* [Check your understanding]
A. Summarize the normalization post in two sentences.
B. What common example of normalization in biological data does the normalization post give?
C. Please rewrite the paragraph of the normalization post beginning "While a variety of methods" as a bulleted list, keeping its main facts.

* [Extracted text]
▼
Normalization wisdom from Kevin Keegan

Kevin Keegan in our group suggest the following normalization procedure to make samples more comparable (i.e., if one sample had a really good/bad sequencing run to over/under estimate resulting abundances)…

(This is a reflection of what a nice guy Kevin is – he took the time to write this out for me…)

Through a decade or more of struggling, researches who utilize micro-array data came to a general conclusion that high throughput abundance profiles (e.g. expression profiles from microarrays or annotation abundance profiles from generated from high throughput sequence data) should always undergo a procedure that attempts to reduce global bias and makes samples more comparable to each other.

While a variety of methods have been developed to address this issue, few are in widespread use and are as applicable to different sources of data than a 2-step procedure that includes normalization and standardization of data within each sample before samples are compared to each other. Note that these terms are jargon loaded, and are inconsistently used among (and even within) disciplines. Normalization (as used here) refers to a transformation that attempts to reshape an underlying distribution, from an un-known or non-normal distribution to a normal distribution (think Gaussian or bell curve). A common example in biological data is the application of a log transformation. A large number of biological variables exhibit a log-normal distribution, meaning that when you transform the data with a log transformation, the values become normal.
▲
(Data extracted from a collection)
▼
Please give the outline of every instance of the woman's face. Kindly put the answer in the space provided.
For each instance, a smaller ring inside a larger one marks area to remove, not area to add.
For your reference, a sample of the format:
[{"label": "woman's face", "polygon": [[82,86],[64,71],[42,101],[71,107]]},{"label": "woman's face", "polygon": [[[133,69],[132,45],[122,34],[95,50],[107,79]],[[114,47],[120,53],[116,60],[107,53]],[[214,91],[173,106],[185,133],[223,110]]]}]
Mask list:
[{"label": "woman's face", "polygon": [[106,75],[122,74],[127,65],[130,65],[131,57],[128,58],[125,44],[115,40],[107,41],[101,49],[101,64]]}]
▲
* [Written answers]
A. Kevin Keegan, a member of the group, suggested a normalization procedure to make samples more comparable when a sequencing run may have over- or underestimated abundances. After a decade or more of work, researchers using microarray data concluded that high throughput abundance profiles should always undergo a procedure to reduce global bias, and a broadly applicable approach is a 2-step procedure of normalization and standardization within each sample before samples are compared.

B. The application of a log transformation.

C.
- Many methods address this issue, but few are in widespread use and as applicable to different data sources as a 2-step procedure: normalization and standardization of data within each sample before samples are compared.
- These terms are jargon loaded and used inconsistently among and even within disciplines.
- Here, normalization means a transformation that reshapes an unknown or non-normal distribution into a normal (Gaussian, bell curve) distribution.
- A common example in biological data is a log transformation.
- Many biological variables have a log-normal distribution, so their values become normal after log transformation.